[Data records]

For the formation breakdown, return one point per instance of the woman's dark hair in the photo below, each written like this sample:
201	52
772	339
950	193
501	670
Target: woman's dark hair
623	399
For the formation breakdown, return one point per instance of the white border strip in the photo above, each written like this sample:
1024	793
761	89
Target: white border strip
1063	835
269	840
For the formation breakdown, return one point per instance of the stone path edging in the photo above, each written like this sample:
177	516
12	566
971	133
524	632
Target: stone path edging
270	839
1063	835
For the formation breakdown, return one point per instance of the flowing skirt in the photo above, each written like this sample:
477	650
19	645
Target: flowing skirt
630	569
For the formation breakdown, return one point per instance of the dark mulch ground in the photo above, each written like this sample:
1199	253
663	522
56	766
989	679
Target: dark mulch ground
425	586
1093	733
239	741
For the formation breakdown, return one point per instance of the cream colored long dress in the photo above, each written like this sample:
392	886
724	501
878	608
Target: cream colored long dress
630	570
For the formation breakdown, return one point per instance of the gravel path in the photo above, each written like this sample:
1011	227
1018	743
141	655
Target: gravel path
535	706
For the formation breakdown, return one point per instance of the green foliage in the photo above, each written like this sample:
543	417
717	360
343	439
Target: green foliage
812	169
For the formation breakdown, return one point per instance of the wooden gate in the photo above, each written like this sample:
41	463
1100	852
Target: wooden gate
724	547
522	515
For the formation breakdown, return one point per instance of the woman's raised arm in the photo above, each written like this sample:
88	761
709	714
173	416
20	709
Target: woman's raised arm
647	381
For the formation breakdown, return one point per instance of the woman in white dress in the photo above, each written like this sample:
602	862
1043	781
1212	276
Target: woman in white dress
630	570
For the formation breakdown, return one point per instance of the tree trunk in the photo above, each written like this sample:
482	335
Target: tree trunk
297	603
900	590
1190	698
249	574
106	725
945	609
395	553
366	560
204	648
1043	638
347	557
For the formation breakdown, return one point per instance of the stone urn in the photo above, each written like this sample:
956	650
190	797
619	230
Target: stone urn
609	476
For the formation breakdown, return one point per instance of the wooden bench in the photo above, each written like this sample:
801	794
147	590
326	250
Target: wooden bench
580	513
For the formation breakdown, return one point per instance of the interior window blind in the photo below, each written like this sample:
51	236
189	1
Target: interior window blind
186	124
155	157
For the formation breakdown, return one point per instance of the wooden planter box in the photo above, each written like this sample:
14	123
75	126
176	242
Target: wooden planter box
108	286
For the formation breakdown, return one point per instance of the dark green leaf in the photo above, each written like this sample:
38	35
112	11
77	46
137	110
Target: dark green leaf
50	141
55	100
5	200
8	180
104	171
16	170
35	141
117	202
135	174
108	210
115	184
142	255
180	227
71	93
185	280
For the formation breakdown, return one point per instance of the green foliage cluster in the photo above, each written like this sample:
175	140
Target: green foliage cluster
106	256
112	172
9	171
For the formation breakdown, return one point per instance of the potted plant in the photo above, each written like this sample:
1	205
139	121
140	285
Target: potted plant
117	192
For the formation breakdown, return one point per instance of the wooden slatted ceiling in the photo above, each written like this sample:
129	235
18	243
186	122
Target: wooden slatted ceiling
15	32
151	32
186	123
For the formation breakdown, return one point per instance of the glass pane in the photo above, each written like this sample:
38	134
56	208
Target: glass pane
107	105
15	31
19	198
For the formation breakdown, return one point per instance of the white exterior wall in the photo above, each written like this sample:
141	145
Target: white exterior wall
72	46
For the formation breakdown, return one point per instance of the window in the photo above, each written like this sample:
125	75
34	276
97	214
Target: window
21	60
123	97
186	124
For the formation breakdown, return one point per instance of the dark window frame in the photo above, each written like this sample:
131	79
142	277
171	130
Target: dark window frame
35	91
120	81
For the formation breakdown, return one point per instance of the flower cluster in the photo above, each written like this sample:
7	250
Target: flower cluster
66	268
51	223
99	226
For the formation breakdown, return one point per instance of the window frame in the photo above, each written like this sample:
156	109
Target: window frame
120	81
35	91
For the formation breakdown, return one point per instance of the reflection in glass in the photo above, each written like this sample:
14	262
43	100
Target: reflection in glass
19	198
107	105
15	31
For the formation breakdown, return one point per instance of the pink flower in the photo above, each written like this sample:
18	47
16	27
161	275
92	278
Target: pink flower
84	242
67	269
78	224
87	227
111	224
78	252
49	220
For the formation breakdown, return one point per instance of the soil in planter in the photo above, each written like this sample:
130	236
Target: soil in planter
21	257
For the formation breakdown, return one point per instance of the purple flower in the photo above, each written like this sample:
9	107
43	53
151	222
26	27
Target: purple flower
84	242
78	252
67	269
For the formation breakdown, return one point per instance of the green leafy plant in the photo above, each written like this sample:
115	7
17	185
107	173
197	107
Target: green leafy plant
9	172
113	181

## Exercise objective
Copy out every line of the records above without changing anything.

## Solution to this task
For the formation breakdown, return one point per instance of the woman's dark hair in the photo below, each written like this sample:
201	52
772	339
950	193
501	670
Target: woman's dark hair
623	399
For the formation breakdown, return one point per instance of the white border strip in the photo above, each written like this sample:
1024	793
761	89
Target: white border strip
1063	835
269	840
For the formation breakdown, return one point per instance of the stone path edging in the photo above, each written like this sample:
177	516
12	566
971	133
524	632
Target: stone path edging
270	839
1063	835
For the formation breakdown, return one point per instance of the flowing skirt in the photo above, each written like this sample:
477	650
19	645
Target: flowing skirt
630	569
For the formation breakdown, return one point per instance of the dark mulch ground in the photo above, each written like this sample:
1199	253
663	522
56	766
989	679
Target: dark mulch ground
425	586
1093	733
239	741
For the formation breakdown, return one point per instance of the cream colored long dress in the photo above, each written like this sample:
392	886
724	501
878	608
Target: cream colored long dress
630	570
For the formation breakdown, return one point per instance of the gravel path in the photo above, each written like this sample:
1011	227
1018	743
141	655
Target: gravel path
535	706
For the formation breakdown, return one point per instance of the green foliage in the photo above, each written like this sample:
543	417
717	360
343	439
Target: green foliage
812	169
For the formation breakdown, return one point per instance of the wooden gate in the photo above, each written like this sample:
41	463
1100	852
Target: wooden gate
724	547
522	515
For the formation breakdown, return one point per instance of the woman's raised arm in the photo above, each written like this sample:
88	761
709	714
173	416
20	709
Target: woman's raised arm
647	381
For the formation breakdown, return one point per instance of the woman in white dress in the photo above, each written like this sample:
602	862
1043	781
1212	276
Target: woman in white dress
630	570
For the formation breakdown, return one point per instance of the tree trunk in the photo above, each written like this sample:
482	335
Target: tree trunk
297	603
900	590
1190	698
249	574
106	725
945	609
395	553
366	560
204	648
1043	638
347	557
For the formation breakdown, return one point per instance of the stone urn in the photo above, each written like this sample:
956	650
190	797
619	230
Target: stone urn
609	476
For the formation breakdown, return one point per instance of the wooden bench in the photo above, each written like this sample:
801	794
147	590
326	250
Target: wooden bench
580	513
For the formation breakdown, return one point per instance of the interior window blind in the photo below, each written like this sample:
51	236
189	1
Target: interior window blind
186	124
155	157
For the formation breakdown, return one point per instance of the wooden planter box in the photo above, each written like this sample:
14	123
75	126
176	242
Target: wooden planter box
108	286
For the formation breakdown, return one point per instance of the dark green leaf in the photo above, each written like this sample:
38	35
112	11
77	46
137	110
Target: dark green leaf
50	141
55	100
5	200
8	180
104	171
16	170
35	141
117	202
135	174
108	210
115	184
142	255
180	227
71	93
185	280
For the formation breakdown, return one point per instance of the green foliage cluster in the photo above, each written like this sample:
175	140
Target: green foliage cluster
106	256
112	172
9	171
For the formation breakdown, return one point per instance of the potted plant in the photo above, each written like this sample:
1	205
139	121
140	285
Target: potted plant
117	192
For the formation breakdown, return one point per instance of the wooden slatted ceiling in the photo above, each written like this sample:
129	235
18	243
186	122
Target: wooden slatted ceiling
15	32
151	32
186	123
For the formation breakdown, return one point per instance of the glass pane in the photo above, each written like this sample:
38	134
56	208
Target: glass pane
107	105
15	31
19	198
For the formation breakdown, return one point per instance of the white exterior wall in the photo above, each written like this sample:
141	145
Target: white exterior wall
72	46
For the formation breakdown, return one point per instance of the window in the photo above, each written like this sample:
125	75
34	276
97	214
Target: window
21	60
123	97
186	124
For the formation breakdown, return one point per instance of the dark window frame in the photo above, each written like this sample:
131	79
142	277
171	130
Target: dark window frame
35	91
120	81
For the formation breakdown, return one point per instance of the flower cluster in the photo above, each written like this sample:
7	250
Target: flower cluster
66	268
51	223
99	226
For the formation breakdown, return one point per instance of the window frame in the photo above, each written like this sample:
156	109
Target: window frame
120	81
35	91
For the formation breakdown, return one point per instance of the reflection in glass in the photo above, each written like this sample:
14	262
43	100
Target: reflection in glass
19	198
107	105
15	31
For the formation breakdown, return one point per instance of the pink flower in the photo above, each written like this sample:
18	47
16	27
161	275
92	278
Target: pink flower
84	242
67	269
78	224
87	227
111	224
78	252
49	220
For the formation breakdown, return one point per instance of the soil in planter in the photo above, each written like this sample:
130	236
Target: soil in planter
21	257
For the formation breakdown, return one point per instance of the purple flower in the photo above, each written like this sample:
9	107
43	53
151	222
26	27
Target: purple flower
84	242
78	252
67	269
For the formation breakdown, return one point per instance of the green leafy plant in the photo above, each written like this sample:
115	7
17	185
107	173
197	107
Target: green leafy plant
9	172
113	181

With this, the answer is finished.